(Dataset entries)
------------------------------------------------------------------------

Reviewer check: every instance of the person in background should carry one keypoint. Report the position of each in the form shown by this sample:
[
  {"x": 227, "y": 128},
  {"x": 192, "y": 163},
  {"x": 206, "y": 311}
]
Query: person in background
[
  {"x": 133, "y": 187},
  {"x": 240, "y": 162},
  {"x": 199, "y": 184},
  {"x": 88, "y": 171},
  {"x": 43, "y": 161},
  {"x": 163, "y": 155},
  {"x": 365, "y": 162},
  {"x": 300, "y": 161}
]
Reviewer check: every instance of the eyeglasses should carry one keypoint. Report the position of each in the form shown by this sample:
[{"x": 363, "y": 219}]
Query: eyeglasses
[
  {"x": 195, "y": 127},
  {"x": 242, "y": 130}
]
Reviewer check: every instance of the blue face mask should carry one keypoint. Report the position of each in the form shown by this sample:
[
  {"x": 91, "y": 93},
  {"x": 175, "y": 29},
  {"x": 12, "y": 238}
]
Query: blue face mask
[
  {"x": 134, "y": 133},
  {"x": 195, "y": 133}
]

------------------------------------------------------------------------

• _ASSIGNMENT_: Every record above is to be copied out exactly.

• _ANSWER FOR THIS EXERCISE_:
Reviewer check: every instance of the person in background should carry one keypoint. Report the position of each in the form shown by this sample:
[
  {"x": 227, "y": 128},
  {"x": 192, "y": 163},
  {"x": 206, "y": 311}
]
Query: person in background
[
  {"x": 133, "y": 187},
  {"x": 240, "y": 162},
  {"x": 199, "y": 184},
  {"x": 88, "y": 171},
  {"x": 43, "y": 161},
  {"x": 163, "y": 155},
  {"x": 365, "y": 162},
  {"x": 300, "y": 161}
]
Reviewer check: every instance of the eyeglasses should carry one keypoint. Report the position of each in the form shown by this sample:
[{"x": 363, "y": 219}]
Query: eyeglasses
[
  {"x": 195, "y": 127},
  {"x": 242, "y": 130}
]
Reviewer check: every instance of the blue face mask should carry one keypoint. Report the position of each in the form shown by this sample:
[
  {"x": 91, "y": 93},
  {"x": 175, "y": 29},
  {"x": 12, "y": 238}
]
Query: blue face mask
[
  {"x": 134, "y": 133},
  {"x": 195, "y": 133}
]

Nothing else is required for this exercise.